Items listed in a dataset
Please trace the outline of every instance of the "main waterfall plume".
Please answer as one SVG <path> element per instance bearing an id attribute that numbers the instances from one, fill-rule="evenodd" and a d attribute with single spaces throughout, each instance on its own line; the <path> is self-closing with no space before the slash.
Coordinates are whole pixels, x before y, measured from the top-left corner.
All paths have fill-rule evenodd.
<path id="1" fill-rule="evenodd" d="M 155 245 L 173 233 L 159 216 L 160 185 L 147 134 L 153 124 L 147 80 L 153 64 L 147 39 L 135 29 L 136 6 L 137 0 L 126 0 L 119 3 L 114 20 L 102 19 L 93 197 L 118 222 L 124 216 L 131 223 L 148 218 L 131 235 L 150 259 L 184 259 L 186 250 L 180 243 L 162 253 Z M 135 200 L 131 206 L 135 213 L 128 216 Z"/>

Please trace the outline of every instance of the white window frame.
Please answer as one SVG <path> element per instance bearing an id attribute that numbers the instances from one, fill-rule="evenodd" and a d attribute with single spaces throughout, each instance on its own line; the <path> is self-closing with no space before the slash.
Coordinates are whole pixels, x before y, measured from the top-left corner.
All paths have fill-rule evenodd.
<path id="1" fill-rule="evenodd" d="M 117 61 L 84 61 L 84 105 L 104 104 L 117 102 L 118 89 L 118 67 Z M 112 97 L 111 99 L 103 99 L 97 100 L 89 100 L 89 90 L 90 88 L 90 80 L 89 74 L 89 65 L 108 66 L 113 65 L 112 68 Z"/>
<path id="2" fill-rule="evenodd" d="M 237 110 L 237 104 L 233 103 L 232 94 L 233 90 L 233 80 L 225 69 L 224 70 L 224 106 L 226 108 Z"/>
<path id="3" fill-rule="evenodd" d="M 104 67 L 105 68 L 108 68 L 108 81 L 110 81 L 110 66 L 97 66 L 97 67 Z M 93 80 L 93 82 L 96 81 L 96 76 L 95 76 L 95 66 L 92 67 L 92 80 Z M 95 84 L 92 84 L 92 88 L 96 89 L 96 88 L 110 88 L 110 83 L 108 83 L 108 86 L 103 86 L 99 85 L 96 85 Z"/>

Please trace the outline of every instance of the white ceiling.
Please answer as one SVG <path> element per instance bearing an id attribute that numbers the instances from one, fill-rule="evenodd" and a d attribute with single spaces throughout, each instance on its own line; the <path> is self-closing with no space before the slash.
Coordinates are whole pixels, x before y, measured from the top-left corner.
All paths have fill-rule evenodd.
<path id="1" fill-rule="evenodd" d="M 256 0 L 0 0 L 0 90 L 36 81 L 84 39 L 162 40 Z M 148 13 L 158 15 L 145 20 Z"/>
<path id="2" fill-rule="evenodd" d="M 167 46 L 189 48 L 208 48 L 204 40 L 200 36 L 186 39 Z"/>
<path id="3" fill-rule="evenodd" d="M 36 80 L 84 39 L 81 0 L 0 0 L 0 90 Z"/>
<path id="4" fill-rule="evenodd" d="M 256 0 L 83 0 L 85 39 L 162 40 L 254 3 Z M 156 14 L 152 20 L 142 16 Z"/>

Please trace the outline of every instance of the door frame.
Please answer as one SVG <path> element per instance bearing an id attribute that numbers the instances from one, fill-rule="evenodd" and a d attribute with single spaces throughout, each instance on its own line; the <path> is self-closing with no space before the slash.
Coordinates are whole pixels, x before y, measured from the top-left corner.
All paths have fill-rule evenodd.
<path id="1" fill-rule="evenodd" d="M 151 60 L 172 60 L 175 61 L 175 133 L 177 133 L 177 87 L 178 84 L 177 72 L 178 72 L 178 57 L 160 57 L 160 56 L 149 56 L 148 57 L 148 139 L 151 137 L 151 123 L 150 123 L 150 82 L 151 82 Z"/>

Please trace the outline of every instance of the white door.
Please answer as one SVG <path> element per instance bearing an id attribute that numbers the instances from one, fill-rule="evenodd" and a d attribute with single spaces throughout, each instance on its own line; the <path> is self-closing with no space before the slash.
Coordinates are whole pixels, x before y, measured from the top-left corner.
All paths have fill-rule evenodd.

* _What the task asks_
Repeat the records exactly, including every line.

* _Solution_
Please trace the outline of every instance of the "main waterfall plume".
Please answer as one SVG <path> element per instance bearing an id attribute that numbers the instances from one, fill-rule="evenodd" and a d attribute with single spaces throughout, each instance on its own line; the <path> is self-closing with no space before the slash.
Coordinates are whole pixels, x before y, measured from the top-left corner.
All paths have fill-rule evenodd.
<path id="1" fill-rule="evenodd" d="M 155 245 L 173 233 L 159 216 L 160 185 L 147 134 L 153 124 L 147 80 L 153 64 L 147 39 L 135 29 L 136 6 L 137 0 L 126 0 L 119 3 L 114 20 L 102 19 L 93 197 L 118 222 L 124 216 L 131 223 L 148 218 L 131 235 L 150 259 L 184 259 L 186 250 L 180 243 L 162 253 Z M 135 200 L 131 206 L 135 213 L 128 216 Z"/>

Please trace the outline of every instance of the white window frame.
Please answer as one SVG <path> element per instance bearing an id attribute that numbers the instances from one, fill-rule="evenodd" and a d attribute with single spaces throughout, each instance on its own line; the <path> is self-closing with no space before the slash.
Coordinates are whole pixels, x before y, measured from the top-left corner.
All paths have fill-rule evenodd.
<path id="1" fill-rule="evenodd" d="M 117 61 L 84 61 L 84 105 L 104 104 L 117 102 L 118 89 L 118 67 Z M 112 97 L 111 99 L 103 99 L 97 100 L 89 100 L 89 90 L 90 88 L 90 80 L 89 74 L 89 65 L 108 66 L 113 65 L 112 68 Z"/>
<path id="2" fill-rule="evenodd" d="M 237 110 L 237 104 L 233 103 L 232 94 L 233 90 L 233 80 L 225 69 L 224 70 L 224 106 L 226 108 Z"/>
<path id="3" fill-rule="evenodd" d="M 104 67 L 105 68 L 108 68 L 108 81 L 110 81 L 110 66 L 97 66 L 97 67 Z M 93 80 L 93 82 L 96 81 L 96 76 L 95 76 L 95 66 L 92 67 L 92 80 Z M 95 84 L 92 84 L 92 88 L 96 89 L 96 88 L 110 88 L 110 83 L 108 83 L 108 86 L 103 86 L 99 85 L 96 85 Z"/>

Please trace the outline of every instance of the white ceiling.
Please answer as one SVG <path> element per instance bearing an id attribute that numbers the instances from one, fill-rule="evenodd" and a d attribute with single spaces throughout, each instance on its own line; the <path> is self-closing with no space before the slash.
Coordinates are whole pixels, x before y, measured from the top-left corner.
All paths have fill-rule evenodd.
<path id="1" fill-rule="evenodd" d="M 256 0 L 0 0 L 0 90 L 36 81 L 84 39 L 162 40 Z M 148 13 L 158 15 L 145 20 Z"/>
<path id="2" fill-rule="evenodd" d="M 167 46 L 189 48 L 208 48 L 204 40 L 200 36 L 186 39 Z"/>
<path id="3" fill-rule="evenodd" d="M 36 80 L 84 39 L 81 0 L 0 0 L 0 90 Z"/>
<path id="4" fill-rule="evenodd" d="M 256 0 L 83 0 L 85 39 L 162 40 L 254 3 Z M 156 14 L 152 20 L 142 16 Z"/>

Please trace the outline of every instance of the door frame.
Please answer as one SVG <path> element per instance bearing an id attribute that numbers the instances from one, fill-rule="evenodd" and a d attribute with single spaces throughout, each instance on its own line; the <path> is self-closing with no space before the slash.
Coordinates are whole pixels, x before y, measured from the top-left corner.
All paths have fill-rule evenodd.
<path id="1" fill-rule="evenodd" d="M 151 60 L 172 60 L 175 61 L 175 133 L 177 133 L 177 87 L 178 84 L 177 72 L 178 72 L 178 57 L 160 57 L 160 56 L 149 56 L 148 57 L 148 139 L 151 137 L 151 123 L 150 123 L 150 82 L 151 82 Z"/>

Please trace the outline of every instance of the white door.
Please answer as one SVG <path> element per instance bearing an id attribute that numbers the instances from one, fill-rule="evenodd" and a d attribute with single spaces throughout, each instance on its own line; the <path> is self-closing with no space before the slash.
Coordinates are whole pixels, x before y, measured from the top-left corner.
All paths have fill-rule evenodd.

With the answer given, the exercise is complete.